From the records below, transcribe exactly the lines that begin at the line with "This sample shows" and end at the line with "294 321 L 305", both included.
Start of SOURCE DATA
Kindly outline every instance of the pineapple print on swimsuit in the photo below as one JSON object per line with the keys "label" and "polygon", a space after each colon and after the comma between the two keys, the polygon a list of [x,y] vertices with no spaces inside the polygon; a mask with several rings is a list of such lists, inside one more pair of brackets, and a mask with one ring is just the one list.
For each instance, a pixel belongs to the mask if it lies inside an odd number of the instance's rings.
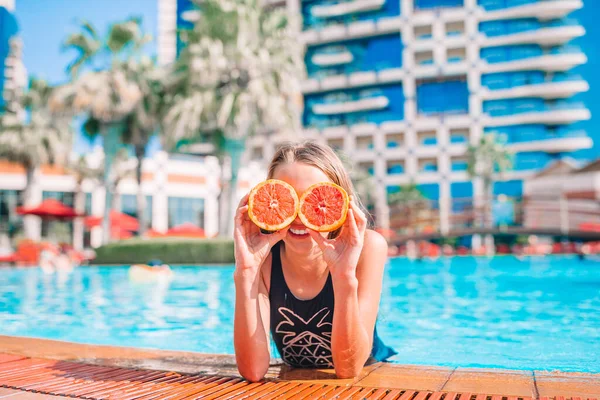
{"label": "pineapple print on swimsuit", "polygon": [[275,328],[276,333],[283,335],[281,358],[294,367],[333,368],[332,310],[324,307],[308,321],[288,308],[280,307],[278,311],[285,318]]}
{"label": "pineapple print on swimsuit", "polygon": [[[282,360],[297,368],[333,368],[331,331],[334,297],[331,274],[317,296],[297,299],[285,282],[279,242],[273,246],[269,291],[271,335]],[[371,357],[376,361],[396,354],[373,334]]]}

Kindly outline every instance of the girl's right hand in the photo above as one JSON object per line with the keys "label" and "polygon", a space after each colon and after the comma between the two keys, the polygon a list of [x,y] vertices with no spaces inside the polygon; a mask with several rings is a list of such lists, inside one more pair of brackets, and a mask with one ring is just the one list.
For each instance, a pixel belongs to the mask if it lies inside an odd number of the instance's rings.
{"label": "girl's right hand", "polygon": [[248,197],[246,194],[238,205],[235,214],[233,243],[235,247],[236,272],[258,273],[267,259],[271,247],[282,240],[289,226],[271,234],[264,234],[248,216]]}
End of SOURCE DATA
Start of SOURCE DATA
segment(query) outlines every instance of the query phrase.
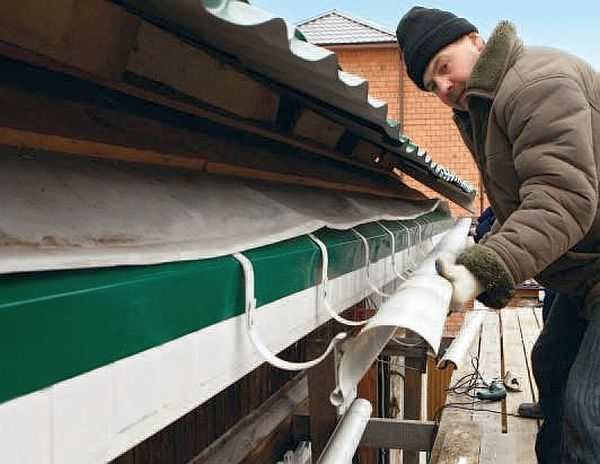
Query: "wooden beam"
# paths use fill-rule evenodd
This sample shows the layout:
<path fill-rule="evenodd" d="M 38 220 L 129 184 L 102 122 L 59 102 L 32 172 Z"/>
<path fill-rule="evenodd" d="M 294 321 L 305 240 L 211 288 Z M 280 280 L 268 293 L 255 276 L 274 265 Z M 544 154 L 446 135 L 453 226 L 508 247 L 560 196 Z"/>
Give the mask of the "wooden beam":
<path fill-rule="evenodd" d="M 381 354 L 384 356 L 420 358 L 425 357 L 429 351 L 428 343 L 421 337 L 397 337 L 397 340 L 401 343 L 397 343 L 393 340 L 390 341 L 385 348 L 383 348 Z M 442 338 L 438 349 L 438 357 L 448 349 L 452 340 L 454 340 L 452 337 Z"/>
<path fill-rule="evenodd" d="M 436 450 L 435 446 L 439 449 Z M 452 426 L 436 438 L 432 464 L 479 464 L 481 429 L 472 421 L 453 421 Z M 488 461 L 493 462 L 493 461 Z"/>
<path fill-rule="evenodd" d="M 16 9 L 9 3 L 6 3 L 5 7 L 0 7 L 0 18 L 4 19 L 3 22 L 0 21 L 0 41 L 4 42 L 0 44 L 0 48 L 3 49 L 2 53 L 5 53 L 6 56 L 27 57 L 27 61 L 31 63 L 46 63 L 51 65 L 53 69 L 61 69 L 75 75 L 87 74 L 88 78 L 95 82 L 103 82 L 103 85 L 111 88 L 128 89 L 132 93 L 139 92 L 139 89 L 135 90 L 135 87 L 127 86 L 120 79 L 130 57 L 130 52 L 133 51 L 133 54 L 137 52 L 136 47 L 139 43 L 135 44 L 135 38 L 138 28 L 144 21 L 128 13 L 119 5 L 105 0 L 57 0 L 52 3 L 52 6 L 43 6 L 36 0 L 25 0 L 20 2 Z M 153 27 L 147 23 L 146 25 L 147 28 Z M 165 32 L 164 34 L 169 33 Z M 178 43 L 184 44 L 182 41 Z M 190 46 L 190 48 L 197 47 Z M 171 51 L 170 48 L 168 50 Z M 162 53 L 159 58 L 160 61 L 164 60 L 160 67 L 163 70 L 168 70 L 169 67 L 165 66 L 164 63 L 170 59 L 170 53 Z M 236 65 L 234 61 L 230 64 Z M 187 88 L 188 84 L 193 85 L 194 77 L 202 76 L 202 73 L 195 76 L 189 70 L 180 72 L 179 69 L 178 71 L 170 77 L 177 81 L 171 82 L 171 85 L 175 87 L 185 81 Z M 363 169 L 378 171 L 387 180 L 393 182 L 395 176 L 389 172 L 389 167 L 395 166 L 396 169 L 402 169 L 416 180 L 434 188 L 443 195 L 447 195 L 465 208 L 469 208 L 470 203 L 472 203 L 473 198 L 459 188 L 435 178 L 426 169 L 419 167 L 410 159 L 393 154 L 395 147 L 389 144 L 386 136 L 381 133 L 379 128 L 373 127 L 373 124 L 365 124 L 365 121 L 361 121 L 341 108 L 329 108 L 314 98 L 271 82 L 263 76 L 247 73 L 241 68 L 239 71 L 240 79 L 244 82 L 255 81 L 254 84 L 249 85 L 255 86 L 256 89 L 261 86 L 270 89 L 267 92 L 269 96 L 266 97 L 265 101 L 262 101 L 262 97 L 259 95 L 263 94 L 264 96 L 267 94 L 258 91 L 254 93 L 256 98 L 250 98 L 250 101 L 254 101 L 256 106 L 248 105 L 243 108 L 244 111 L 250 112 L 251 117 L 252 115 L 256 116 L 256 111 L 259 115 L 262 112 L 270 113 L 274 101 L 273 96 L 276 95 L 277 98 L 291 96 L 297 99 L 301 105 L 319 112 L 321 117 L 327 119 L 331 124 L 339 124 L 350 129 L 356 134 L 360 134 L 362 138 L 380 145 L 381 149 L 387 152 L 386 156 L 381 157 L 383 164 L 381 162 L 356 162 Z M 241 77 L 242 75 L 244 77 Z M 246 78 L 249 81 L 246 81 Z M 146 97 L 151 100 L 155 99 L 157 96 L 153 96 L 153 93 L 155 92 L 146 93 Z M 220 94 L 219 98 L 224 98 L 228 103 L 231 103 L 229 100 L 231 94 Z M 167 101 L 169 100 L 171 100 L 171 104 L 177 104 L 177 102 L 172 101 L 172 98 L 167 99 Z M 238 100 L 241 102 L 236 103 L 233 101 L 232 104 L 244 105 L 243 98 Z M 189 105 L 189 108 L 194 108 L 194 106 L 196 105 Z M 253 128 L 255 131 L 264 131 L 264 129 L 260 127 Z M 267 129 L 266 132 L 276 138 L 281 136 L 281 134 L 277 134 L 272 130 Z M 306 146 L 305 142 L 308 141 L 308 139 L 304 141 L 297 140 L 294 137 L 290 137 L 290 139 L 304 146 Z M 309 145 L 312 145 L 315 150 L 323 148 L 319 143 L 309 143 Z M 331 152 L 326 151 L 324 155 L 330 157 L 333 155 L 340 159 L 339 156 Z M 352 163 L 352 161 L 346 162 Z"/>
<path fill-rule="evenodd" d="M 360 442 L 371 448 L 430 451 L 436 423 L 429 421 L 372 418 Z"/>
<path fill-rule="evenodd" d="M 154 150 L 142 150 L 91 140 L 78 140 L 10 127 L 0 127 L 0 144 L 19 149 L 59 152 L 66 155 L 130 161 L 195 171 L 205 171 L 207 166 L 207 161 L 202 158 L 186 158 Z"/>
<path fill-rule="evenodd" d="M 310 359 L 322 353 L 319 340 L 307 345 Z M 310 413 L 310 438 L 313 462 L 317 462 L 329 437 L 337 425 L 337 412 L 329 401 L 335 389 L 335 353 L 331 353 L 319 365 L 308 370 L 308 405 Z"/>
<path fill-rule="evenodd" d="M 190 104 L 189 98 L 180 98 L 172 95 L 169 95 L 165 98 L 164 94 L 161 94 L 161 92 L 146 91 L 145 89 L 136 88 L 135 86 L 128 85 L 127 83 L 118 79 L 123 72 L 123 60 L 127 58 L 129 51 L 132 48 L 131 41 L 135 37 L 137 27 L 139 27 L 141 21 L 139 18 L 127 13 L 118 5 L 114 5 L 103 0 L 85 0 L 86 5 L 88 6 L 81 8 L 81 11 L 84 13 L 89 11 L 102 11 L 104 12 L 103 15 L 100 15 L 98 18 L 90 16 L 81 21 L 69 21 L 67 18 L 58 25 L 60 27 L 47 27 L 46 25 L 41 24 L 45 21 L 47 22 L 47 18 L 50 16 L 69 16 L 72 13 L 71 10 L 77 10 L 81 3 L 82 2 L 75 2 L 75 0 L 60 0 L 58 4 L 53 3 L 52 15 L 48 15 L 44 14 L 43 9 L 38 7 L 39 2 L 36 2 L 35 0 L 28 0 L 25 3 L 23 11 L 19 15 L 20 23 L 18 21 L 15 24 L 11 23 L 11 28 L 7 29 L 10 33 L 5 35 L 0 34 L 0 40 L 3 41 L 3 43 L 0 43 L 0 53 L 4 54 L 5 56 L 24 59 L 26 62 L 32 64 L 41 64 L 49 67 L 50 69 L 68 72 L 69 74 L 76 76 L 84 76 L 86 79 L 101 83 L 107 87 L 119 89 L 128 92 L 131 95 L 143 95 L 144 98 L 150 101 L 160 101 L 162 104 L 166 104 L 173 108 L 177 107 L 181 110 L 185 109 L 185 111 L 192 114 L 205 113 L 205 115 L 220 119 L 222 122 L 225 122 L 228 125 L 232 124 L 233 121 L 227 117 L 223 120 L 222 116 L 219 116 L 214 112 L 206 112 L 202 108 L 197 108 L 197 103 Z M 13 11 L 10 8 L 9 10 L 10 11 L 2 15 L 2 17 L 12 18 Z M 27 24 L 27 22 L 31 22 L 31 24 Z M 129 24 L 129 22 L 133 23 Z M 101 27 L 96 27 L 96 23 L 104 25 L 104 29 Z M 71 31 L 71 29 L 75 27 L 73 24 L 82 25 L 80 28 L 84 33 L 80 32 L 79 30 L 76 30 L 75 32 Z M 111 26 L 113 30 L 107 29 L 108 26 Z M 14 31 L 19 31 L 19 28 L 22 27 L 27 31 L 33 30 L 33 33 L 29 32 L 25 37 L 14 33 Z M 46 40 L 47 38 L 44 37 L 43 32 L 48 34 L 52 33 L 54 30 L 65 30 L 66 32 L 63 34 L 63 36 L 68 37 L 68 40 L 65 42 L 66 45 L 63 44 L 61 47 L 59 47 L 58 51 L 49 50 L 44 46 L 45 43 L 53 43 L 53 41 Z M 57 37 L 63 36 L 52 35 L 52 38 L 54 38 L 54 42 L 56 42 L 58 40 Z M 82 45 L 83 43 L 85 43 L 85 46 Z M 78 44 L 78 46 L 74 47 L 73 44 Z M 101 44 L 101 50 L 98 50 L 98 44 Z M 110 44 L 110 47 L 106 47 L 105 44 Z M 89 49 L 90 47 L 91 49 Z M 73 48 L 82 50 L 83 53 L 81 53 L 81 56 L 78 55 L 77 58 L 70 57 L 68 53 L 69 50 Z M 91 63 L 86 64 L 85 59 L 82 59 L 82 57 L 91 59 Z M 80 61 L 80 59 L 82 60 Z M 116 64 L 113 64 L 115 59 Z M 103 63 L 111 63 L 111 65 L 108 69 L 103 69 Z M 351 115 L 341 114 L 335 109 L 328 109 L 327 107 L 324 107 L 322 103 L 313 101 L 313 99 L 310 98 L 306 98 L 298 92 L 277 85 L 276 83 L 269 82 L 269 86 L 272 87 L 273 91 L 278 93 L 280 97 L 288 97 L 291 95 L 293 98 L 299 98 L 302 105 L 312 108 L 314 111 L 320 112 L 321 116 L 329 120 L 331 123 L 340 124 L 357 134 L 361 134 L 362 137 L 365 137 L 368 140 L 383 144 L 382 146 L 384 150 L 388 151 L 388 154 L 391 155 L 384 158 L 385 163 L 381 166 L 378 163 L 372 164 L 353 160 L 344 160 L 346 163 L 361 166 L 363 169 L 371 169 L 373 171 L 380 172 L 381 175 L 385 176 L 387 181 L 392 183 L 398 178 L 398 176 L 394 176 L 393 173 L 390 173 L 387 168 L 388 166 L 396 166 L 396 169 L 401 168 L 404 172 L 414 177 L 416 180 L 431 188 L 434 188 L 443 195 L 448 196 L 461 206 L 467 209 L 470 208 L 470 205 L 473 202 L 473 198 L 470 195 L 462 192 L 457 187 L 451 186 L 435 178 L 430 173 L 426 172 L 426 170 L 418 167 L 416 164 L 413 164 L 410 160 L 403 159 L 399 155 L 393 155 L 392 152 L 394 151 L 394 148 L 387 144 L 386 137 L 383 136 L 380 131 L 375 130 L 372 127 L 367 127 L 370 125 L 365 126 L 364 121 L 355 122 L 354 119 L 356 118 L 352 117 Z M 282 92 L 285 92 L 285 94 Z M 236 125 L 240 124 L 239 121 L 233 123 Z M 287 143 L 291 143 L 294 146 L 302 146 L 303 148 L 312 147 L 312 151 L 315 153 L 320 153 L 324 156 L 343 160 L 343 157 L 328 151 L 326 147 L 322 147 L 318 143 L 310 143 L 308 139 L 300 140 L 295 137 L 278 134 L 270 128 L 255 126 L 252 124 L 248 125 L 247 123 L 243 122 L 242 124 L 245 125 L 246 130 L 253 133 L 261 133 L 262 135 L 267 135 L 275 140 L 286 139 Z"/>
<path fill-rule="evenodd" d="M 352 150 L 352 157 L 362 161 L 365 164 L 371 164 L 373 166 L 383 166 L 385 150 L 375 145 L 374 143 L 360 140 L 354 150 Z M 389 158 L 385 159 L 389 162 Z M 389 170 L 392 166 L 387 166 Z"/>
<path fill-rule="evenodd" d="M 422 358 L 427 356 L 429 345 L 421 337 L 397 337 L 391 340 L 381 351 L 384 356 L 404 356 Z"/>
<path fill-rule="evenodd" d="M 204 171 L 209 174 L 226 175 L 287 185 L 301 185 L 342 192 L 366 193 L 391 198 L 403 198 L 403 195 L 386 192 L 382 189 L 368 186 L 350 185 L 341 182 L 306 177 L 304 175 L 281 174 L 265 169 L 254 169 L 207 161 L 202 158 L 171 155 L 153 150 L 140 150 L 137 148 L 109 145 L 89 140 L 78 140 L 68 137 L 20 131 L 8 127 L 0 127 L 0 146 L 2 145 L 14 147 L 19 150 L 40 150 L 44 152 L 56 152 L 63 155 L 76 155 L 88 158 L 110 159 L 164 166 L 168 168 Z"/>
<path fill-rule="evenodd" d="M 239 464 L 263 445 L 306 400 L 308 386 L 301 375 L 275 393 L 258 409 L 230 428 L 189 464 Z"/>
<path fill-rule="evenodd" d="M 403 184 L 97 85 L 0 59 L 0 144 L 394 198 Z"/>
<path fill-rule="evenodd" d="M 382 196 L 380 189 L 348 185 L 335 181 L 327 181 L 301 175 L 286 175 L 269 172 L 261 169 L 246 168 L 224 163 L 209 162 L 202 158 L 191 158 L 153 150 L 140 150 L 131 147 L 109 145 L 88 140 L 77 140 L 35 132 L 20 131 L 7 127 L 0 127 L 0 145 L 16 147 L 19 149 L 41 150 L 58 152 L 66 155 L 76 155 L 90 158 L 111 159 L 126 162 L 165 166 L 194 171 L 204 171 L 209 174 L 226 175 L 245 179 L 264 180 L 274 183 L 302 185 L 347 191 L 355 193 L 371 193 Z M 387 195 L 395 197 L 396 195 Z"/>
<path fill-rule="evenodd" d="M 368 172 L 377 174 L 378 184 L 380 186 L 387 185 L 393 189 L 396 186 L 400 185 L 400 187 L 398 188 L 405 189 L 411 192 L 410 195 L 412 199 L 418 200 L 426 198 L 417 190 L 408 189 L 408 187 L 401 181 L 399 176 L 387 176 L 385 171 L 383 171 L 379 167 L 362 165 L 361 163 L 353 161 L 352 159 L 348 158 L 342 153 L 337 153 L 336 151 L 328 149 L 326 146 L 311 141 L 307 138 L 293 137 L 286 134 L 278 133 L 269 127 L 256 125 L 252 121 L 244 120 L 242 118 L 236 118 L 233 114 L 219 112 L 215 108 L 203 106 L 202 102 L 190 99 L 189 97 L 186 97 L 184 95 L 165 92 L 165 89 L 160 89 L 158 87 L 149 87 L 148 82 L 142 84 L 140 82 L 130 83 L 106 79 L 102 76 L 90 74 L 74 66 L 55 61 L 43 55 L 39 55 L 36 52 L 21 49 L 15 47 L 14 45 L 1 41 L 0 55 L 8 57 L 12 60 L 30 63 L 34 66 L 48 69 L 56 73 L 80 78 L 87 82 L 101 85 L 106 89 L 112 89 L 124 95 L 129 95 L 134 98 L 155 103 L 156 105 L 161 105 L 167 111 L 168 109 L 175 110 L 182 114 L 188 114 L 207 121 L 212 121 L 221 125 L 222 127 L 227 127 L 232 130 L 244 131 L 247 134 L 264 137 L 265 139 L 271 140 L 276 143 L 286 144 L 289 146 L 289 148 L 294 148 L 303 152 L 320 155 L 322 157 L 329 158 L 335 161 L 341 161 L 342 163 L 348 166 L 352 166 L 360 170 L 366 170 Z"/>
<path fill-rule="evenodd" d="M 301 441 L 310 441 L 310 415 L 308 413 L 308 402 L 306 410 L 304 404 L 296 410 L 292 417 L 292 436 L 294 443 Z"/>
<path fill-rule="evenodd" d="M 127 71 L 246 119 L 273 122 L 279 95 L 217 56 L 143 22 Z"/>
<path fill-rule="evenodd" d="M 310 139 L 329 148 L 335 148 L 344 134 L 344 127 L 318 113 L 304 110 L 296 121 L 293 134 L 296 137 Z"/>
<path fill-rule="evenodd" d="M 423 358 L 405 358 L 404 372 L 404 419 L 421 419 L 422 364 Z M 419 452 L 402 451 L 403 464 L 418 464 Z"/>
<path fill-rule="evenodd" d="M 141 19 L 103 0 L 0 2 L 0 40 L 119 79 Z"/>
End of SOURCE DATA
→ **ANSWER SPACE**:
This sample shows the layout:
<path fill-rule="evenodd" d="M 38 220 L 129 184 L 102 122 L 59 102 L 32 172 Z"/>
<path fill-rule="evenodd" d="M 294 321 L 305 240 L 211 288 Z M 280 280 L 268 293 L 255 276 L 274 265 Z M 544 154 L 446 135 L 453 226 L 508 247 L 560 196 Z"/>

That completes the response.